[Some records]
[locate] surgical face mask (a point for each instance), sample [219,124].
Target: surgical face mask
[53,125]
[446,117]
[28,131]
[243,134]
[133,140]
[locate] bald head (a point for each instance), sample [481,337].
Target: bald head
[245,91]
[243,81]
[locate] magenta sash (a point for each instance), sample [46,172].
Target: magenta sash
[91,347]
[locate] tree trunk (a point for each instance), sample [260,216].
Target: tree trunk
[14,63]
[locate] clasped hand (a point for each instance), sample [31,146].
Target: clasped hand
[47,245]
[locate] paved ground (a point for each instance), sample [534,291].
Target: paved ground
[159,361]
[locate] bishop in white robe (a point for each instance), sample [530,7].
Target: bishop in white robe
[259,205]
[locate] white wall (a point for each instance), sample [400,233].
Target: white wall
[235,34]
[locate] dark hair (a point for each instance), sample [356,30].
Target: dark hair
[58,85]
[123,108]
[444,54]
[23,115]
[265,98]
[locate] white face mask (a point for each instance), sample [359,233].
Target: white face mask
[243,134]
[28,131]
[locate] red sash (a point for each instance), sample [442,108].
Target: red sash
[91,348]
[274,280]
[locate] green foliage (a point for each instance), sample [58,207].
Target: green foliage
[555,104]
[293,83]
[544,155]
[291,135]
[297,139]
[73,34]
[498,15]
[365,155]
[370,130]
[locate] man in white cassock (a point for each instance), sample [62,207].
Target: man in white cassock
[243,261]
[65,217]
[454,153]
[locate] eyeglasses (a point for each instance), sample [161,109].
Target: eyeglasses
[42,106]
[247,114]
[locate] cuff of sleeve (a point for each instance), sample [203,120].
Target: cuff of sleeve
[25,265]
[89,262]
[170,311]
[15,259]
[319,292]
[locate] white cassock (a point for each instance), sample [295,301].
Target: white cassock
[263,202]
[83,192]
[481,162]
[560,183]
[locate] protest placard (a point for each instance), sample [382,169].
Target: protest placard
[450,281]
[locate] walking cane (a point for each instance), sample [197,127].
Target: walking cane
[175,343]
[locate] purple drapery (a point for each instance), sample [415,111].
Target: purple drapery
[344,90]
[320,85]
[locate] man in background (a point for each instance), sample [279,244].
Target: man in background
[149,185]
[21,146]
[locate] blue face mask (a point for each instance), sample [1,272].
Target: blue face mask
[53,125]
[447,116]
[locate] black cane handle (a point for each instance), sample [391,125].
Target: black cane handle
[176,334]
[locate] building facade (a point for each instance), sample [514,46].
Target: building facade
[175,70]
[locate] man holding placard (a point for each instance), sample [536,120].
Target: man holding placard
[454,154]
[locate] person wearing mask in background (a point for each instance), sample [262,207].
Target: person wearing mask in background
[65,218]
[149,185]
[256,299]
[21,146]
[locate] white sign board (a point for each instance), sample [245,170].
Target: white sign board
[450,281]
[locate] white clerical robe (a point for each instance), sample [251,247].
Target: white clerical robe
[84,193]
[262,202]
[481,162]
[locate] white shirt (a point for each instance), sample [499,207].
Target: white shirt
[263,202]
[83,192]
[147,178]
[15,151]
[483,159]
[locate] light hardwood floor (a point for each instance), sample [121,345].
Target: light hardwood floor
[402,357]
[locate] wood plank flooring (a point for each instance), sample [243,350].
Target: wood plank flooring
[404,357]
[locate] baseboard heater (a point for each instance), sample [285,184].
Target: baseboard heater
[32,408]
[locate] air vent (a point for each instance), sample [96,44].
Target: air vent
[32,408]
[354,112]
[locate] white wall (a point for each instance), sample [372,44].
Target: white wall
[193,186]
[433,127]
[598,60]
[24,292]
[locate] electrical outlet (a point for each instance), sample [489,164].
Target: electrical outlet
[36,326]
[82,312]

**Problem statement**
Rewrite the rows above with every "Target" changed to "Object" and nothing else altered.

**Solved exercise**
[locate] surgical face mask (a point for each instance), sample [219,124].
Object: surgical face mask
[53,125]
[446,117]
[28,131]
[243,134]
[133,140]
[locate] bald head (a point for each instance), sample [481,337].
Object: bald head
[245,91]
[243,81]
[locate] magenta sash (a point for each instance), sample [46,172].
Object: magenta sash
[91,347]
[locate] tree trunk (a point for each instance), sample [260,216].
Object: tree trunk
[14,63]
[locate] clasped hand (a point for each instance), sample [31,146].
Object: clasped hand
[47,245]
[locate] paved ground (a point for each instance), sample [534,291].
Object: paved ground
[159,361]
[locate] bishop in white robe (a point for each instance), sample [530,7].
Object: bishop in white robe
[259,205]
[locate] white wall (a point for each instance), sample [400,233].
Object: white wall
[235,34]
[locate] dark hair (a point for each instance), sample [356,30].
Object: dark hair
[58,85]
[123,108]
[444,54]
[23,115]
[265,98]
[locate] white face mask (a point for each instance), sample [359,233].
Object: white face mask
[243,134]
[28,131]
[locate] red sash (a point for each instance), sample [442,108].
Object: red sash
[91,348]
[274,280]
[locate] green foliage (a point for each instance), sample [58,207].
Object: green foliage
[555,104]
[293,83]
[544,155]
[291,135]
[297,139]
[73,34]
[498,15]
[365,155]
[370,130]
[locate] man in white cassock (a point for each instance), sample [62,207].
Object: man in white cassock
[243,261]
[65,217]
[454,153]
[locate] eyeglasses (a point for each instance), sample [161,109].
Object: eyeglasses
[42,106]
[247,114]
[locate] cuff of sleeve (a point for each instance), sample [203,120].
Object: cuff of sleeve
[25,265]
[89,262]
[170,311]
[15,259]
[319,292]
[locate] white cassock (a point for each instance), sample [295,301].
Object: white cassock
[263,202]
[83,192]
[481,162]
[560,183]
[locate] protest placard (a point for each instance), sample [382,169].
Object: protest placard
[450,281]
[locate] walking cane (a point for each instance), sample [197,127].
Object: walking cane
[175,343]
[locate] purple drapery (a point for each instance), sample [415,111].
Object: purple drapery
[344,90]
[320,85]
[locate] man in background (a point for each instance), sample [279,244].
Object: man in background
[149,185]
[21,146]
[locate] blue face mask (a point for each instance), sample [1,272].
Object: blue face mask
[53,125]
[447,116]
[locate] black cane handle (a point for each instance), sample [391,125].
Object: black cane handle
[176,334]
[locate] building facade (a point for each instance), sample [514,46].
Object: building facade
[175,70]
[locate] man holding placard (a point for each instance), sample [536,120].
Object: man holding placard
[454,154]
[locate] person wearing mask in background (a point for each instance), sample [262,207].
Object: person wearing mask in background
[65,218]
[149,185]
[256,299]
[21,146]
[locate] white sign board (a point for each instance), sample [245,170].
Object: white sign board
[450,281]
[locate] white clerical robe (a point for each instance), sample [251,247].
Object: white clerical robe
[84,193]
[262,202]
[481,162]
[locate] white shirt (a point for each instance), sample [499,207].
Object: white shirt
[263,202]
[83,192]
[147,178]
[15,151]
[483,159]
[locate] light hardwood floor (a point for each instance), sample [121,345].
Object: light hardwood floor
[402,357]
[locate] wood plank flooring (a point for each instance), sample [243,350].
Object: wood plank flooring
[404,357]
[locate] baseboard heater (a point for each instance), sample [285,184].
Object: baseboard heater
[32,408]
[locate] air vent (a point for each instance), sample [96,44].
Object: air vent
[32,408]
[354,112]
[locate] white wall (a point for each instance), sample [372,44].
Object: white wall
[193,186]
[433,127]
[598,60]
[24,292]
[locate] electrical outlet (a point for each instance), sample [489,164].
Object: electrical outlet
[36,326]
[82,312]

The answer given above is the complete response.